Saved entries

-=-=-=-=-

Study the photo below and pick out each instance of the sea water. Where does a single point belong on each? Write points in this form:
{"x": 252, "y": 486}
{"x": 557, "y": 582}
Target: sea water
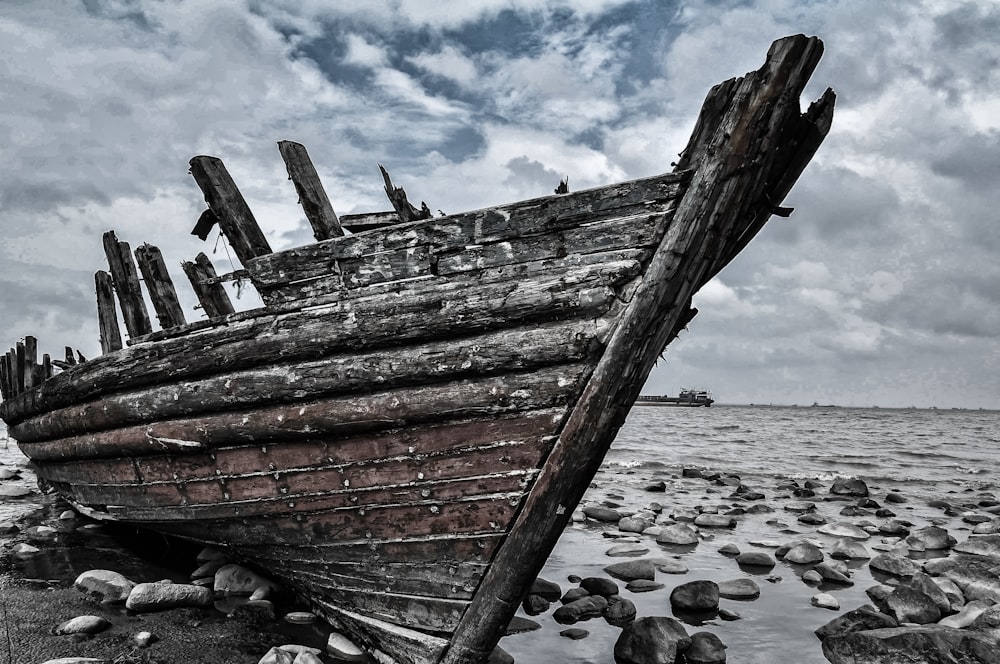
{"x": 925, "y": 455}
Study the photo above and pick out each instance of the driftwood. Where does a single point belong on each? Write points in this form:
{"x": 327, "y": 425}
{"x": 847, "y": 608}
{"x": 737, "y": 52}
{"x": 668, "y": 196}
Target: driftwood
{"x": 403, "y": 430}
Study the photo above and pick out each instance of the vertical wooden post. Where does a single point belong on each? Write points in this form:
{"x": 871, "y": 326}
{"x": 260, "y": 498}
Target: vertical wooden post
{"x": 228, "y": 204}
{"x": 107, "y": 314}
{"x": 211, "y": 294}
{"x": 315, "y": 203}
{"x": 126, "y": 281}
{"x": 160, "y": 287}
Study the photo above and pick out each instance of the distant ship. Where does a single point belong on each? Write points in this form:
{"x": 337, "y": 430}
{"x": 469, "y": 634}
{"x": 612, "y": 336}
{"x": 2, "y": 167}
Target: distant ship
{"x": 684, "y": 398}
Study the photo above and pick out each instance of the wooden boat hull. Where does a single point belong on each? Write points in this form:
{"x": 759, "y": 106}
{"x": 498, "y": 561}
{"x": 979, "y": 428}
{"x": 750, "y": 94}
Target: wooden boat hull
{"x": 404, "y": 429}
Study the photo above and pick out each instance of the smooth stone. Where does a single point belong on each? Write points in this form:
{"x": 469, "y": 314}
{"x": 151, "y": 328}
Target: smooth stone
{"x": 574, "y": 633}
{"x": 701, "y": 595}
{"x": 300, "y": 617}
{"x": 756, "y": 559}
{"x": 894, "y": 564}
{"x": 966, "y": 616}
{"x": 620, "y": 612}
{"x": 604, "y": 514}
{"x": 850, "y": 549}
{"x": 642, "y": 586}
{"x": 742, "y": 589}
{"x": 842, "y": 529}
{"x": 342, "y": 647}
{"x": 547, "y": 589}
{"x": 862, "y": 618}
{"x": 844, "y": 486}
{"x": 669, "y": 566}
{"x": 932, "y": 644}
{"x": 909, "y": 605}
{"x": 677, "y": 533}
{"x": 825, "y": 601}
{"x": 584, "y": 608}
{"x": 651, "y": 640}
{"x": 146, "y": 597}
{"x": 714, "y": 521}
{"x": 108, "y": 585}
{"x": 705, "y": 648}
{"x": 632, "y": 570}
{"x": 804, "y": 553}
{"x": 83, "y": 625}
{"x": 980, "y": 545}
{"x": 235, "y": 579}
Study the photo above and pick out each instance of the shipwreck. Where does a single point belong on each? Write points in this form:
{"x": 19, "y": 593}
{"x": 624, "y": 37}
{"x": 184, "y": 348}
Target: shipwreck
{"x": 402, "y": 431}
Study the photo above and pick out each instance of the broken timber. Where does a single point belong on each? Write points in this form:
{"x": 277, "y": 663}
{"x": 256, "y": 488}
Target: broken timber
{"x": 402, "y": 432}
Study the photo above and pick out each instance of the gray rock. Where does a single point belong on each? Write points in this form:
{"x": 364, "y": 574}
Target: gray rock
{"x": 804, "y": 553}
{"x": 894, "y": 564}
{"x": 930, "y": 538}
{"x": 651, "y": 640}
{"x": 620, "y": 612}
{"x": 701, "y": 595}
{"x": 107, "y": 585}
{"x": 843, "y": 486}
{"x": 758, "y": 559}
{"x": 714, "y": 521}
{"x": 584, "y": 608}
{"x": 705, "y": 648}
{"x": 632, "y": 570}
{"x": 927, "y": 644}
{"x": 677, "y": 533}
{"x": 909, "y": 605}
{"x": 743, "y": 588}
{"x": 843, "y": 529}
{"x": 850, "y": 549}
{"x": 83, "y": 625}
{"x": 147, "y": 597}
{"x": 863, "y": 618}
{"x": 825, "y": 601}
{"x": 600, "y": 513}
{"x": 980, "y": 545}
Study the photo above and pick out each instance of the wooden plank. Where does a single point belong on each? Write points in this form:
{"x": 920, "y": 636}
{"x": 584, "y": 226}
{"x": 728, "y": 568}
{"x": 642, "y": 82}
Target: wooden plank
{"x": 315, "y": 203}
{"x": 732, "y": 170}
{"x": 535, "y": 217}
{"x": 211, "y": 293}
{"x": 160, "y": 286}
{"x": 228, "y": 204}
{"x": 126, "y": 282}
{"x": 30, "y": 363}
{"x": 463, "y": 308}
{"x": 107, "y": 313}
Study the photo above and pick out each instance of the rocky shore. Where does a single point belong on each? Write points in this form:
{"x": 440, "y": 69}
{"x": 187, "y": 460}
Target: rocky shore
{"x": 653, "y": 570}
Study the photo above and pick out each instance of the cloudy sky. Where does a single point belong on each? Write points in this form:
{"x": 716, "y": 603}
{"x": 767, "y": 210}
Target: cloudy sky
{"x": 882, "y": 288}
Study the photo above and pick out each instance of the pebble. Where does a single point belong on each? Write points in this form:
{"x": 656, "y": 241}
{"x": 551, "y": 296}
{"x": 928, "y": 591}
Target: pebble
{"x": 825, "y": 601}
{"x": 342, "y": 647}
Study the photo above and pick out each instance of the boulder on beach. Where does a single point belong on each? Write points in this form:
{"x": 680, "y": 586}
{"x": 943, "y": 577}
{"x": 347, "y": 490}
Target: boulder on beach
{"x": 849, "y": 486}
{"x": 701, "y": 595}
{"x": 147, "y": 597}
{"x": 677, "y": 533}
{"x": 107, "y": 585}
{"x": 651, "y": 640}
{"x": 932, "y": 644}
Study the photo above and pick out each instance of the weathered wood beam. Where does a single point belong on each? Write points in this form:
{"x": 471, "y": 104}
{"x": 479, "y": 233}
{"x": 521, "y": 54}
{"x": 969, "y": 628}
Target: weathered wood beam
{"x": 229, "y": 206}
{"x": 403, "y": 207}
{"x": 160, "y": 286}
{"x": 126, "y": 282}
{"x": 315, "y": 203}
{"x": 211, "y": 293}
{"x": 731, "y": 171}
{"x": 107, "y": 313}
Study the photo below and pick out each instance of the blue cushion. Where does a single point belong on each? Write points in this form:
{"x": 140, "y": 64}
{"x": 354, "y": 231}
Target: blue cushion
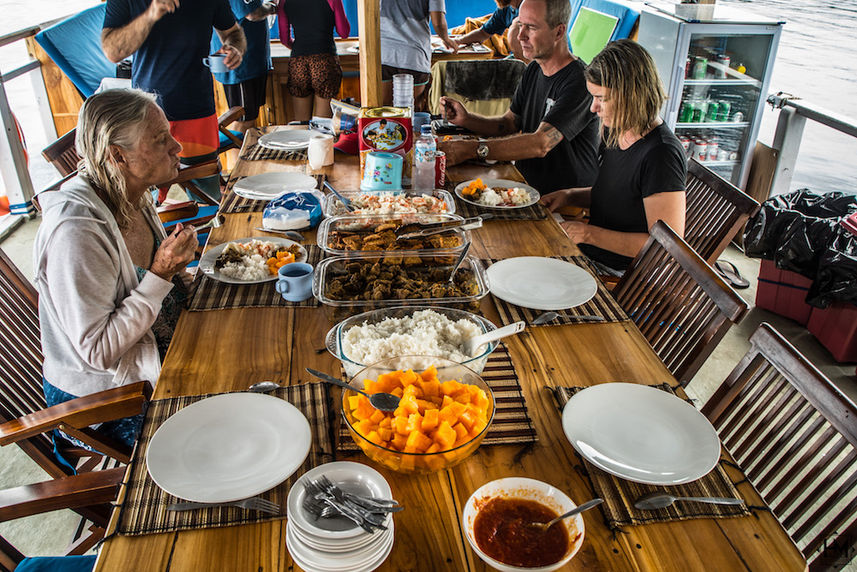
{"x": 57, "y": 564}
{"x": 75, "y": 46}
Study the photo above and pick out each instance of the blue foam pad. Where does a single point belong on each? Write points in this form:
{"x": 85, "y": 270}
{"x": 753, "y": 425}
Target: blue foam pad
{"x": 57, "y": 564}
{"x": 75, "y": 46}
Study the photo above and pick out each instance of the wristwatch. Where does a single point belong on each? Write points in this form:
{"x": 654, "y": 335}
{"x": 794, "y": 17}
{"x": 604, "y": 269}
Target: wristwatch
{"x": 482, "y": 151}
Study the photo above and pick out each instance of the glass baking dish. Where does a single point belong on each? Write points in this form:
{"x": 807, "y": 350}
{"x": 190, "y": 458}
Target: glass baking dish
{"x": 333, "y": 274}
{"x": 332, "y": 206}
{"x": 336, "y": 234}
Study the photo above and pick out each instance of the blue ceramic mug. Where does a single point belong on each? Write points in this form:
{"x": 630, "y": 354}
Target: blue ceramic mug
{"x": 216, "y": 62}
{"x": 294, "y": 281}
{"x": 382, "y": 172}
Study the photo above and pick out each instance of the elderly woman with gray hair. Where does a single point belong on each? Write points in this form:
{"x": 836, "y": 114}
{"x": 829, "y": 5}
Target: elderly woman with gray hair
{"x": 108, "y": 276}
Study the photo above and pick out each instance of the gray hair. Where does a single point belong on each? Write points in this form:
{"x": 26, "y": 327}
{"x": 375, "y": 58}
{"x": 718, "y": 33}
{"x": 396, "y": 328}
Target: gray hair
{"x": 557, "y": 12}
{"x": 112, "y": 117}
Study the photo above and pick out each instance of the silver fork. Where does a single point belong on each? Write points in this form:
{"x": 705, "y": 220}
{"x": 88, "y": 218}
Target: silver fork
{"x": 253, "y": 503}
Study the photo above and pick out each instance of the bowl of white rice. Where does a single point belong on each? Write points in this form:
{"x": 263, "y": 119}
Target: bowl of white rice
{"x": 408, "y": 330}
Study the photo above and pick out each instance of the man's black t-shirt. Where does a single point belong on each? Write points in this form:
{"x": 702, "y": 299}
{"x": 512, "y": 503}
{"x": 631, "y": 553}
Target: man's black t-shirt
{"x": 654, "y": 164}
{"x": 562, "y": 101}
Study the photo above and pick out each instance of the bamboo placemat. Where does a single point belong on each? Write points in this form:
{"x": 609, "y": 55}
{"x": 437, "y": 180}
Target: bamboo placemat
{"x": 602, "y": 304}
{"x": 210, "y": 294}
{"x": 258, "y": 153}
{"x": 619, "y": 494}
{"x": 143, "y": 509}
{"x": 512, "y": 423}
{"x": 232, "y": 203}
{"x": 532, "y": 212}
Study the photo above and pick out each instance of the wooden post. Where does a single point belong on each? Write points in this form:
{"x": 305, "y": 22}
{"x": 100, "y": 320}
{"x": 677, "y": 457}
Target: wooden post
{"x": 369, "y": 28}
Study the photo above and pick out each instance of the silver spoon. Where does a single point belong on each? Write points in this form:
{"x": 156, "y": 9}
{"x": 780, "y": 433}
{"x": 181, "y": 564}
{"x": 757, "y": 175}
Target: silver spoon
{"x": 264, "y": 386}
{"x": 216, "y": 222}
{"x": 551, "y": 316}
{"x": 585, "y": 506}
{"x": 653, "y": 501}
{"x": 380, "y": 401}
{"x": 458, "y": 262}
{"x": 470, "y": 345}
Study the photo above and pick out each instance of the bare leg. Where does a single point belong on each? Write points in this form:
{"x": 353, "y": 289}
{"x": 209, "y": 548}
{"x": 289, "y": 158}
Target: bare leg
{"x": 302, "y": 108}
{"x": 322, "y": 107}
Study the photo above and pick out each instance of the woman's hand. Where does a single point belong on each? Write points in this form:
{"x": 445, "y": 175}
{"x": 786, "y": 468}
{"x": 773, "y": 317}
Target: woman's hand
{"x": 556, "y": 200}
{"x": 575, "y": 230}
{"x": 453, "y": 110}
{"x": 175, "y": 252}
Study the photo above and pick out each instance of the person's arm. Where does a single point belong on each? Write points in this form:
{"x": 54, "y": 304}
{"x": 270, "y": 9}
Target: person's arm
{"x": 438, "y": 20}
{"x": 339, "y": 18}
{"x": 120, "y": 43}
{"x": 520, "y": 146}
{"x": 262, "y": 12}
{"x": 234, "y": 45}
{"x": 668, "y": 207}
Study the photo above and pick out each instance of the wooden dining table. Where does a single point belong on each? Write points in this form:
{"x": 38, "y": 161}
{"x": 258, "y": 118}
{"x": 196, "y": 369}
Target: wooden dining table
{"x": 227, "y": 350}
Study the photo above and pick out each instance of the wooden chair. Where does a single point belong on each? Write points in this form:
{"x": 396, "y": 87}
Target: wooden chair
{"x": 25, "y": 418}
{"x": 90, "y": 493}
{"x": 679, "y": 303}
{"x": 795, "y": 435}
{"x": 716, "y": 211}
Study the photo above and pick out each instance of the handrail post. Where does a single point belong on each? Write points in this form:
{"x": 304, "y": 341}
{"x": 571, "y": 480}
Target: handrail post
{"x": 787, "y": 139}
{"x": 13, "y": 162}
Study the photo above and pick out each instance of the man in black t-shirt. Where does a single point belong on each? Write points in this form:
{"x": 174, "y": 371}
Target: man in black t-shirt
{"x": 549, "y": 129}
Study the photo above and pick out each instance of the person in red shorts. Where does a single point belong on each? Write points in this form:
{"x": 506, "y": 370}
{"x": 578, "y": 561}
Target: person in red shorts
{"x": 314, "y": 71}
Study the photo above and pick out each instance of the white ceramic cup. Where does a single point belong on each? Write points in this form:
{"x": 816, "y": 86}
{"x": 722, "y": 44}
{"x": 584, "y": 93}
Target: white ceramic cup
{"x": 320, "y": 151}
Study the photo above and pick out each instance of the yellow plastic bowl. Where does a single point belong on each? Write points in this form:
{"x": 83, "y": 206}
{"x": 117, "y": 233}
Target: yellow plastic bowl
{"x": 416, "y": 462}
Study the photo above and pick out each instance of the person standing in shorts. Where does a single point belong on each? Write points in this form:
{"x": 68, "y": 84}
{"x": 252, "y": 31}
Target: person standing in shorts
{"x": 314, "y": 71}
{"x": 406, "y": 42}
{"x": 245, "y": 85}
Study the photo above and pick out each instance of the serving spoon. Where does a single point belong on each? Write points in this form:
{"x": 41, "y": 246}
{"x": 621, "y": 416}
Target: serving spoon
{"x": 470, "y": 345}
{"x": 577, "y": 510}
{"x": 653, "y": 501}
{"x": 380, "y": 401}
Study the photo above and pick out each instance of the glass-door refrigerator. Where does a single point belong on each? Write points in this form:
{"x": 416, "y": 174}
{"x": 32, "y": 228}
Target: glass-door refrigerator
{"x": 715, "y": 62}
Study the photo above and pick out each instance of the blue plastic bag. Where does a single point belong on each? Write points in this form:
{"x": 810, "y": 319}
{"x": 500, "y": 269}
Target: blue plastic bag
{"x": 293, "y": 210}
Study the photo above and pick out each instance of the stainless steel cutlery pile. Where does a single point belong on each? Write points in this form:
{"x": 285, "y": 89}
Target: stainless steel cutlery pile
{"x": 324, "y": 499}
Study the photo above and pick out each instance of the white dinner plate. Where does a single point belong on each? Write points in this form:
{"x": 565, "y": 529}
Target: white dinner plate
{"x": 207, "y": 260}
{"x": 641, "y": 433}
{"x": 269, "y": 186}
{"x": 290, "y": 139}
{"x": 228, "y": 447}
{"x": 504, "y": 183}
{"x": 541, "y": 283}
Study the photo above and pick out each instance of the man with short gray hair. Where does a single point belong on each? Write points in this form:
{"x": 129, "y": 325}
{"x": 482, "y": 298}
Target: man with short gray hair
{"x": 549, "y": 129}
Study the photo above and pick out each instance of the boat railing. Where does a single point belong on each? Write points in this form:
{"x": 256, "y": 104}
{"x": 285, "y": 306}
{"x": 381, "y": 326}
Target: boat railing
{"x": 794, "y": 113}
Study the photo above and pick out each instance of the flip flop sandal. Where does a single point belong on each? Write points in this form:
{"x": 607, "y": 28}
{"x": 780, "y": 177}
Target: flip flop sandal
{"x": 730, "y": 273}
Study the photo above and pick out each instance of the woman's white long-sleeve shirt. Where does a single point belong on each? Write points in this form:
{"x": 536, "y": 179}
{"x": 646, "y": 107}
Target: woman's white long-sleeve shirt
{"x": 95, "y": 315}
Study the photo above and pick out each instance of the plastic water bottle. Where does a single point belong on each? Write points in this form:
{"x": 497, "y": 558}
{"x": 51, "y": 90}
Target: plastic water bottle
{"x": 424, "y": 151}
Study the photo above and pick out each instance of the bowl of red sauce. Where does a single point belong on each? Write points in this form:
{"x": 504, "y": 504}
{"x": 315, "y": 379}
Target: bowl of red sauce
{"x": 496, "y": 522}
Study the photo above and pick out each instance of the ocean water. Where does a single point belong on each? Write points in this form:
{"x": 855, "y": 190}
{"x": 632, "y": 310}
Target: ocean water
{"x": 816, "y": 61}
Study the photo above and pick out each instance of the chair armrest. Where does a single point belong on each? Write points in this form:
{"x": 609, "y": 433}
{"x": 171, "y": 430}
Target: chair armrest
{"x": 86, "y": 489}
{"x": 124, "y": 401}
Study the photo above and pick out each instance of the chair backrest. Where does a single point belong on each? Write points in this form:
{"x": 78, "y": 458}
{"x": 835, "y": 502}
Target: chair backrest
{"x": 681, "y": 306}
{"x": 795, "y": 435}
{"x": 716, "y": 211}
{"x": 21, "y": 390}
{"x": 75, "y": 46}
{"x": 62, "y": 154}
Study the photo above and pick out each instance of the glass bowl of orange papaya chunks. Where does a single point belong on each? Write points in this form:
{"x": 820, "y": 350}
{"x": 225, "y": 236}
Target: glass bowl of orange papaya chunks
{"x": 444, "y": 412}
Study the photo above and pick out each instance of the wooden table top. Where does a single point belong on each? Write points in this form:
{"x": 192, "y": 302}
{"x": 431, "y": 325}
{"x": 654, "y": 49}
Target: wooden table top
{"x": 226, "y": 350}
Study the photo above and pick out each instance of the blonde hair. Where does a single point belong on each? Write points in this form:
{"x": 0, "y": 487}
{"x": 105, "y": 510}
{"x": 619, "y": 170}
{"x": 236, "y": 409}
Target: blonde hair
{"x": 636, "y": 92}
{"x": 112, "y": 117}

-=-=-=-=-

Filter the lines above so that only those with the string "below" remain, then copy them.

Study the photo below and pick out each instance of the sea water. Where does a single point belong on each? Write points in this form:
Study the photo below and pick out each instance of the blue cushion. Where does a single point belong on each? Write points in this form:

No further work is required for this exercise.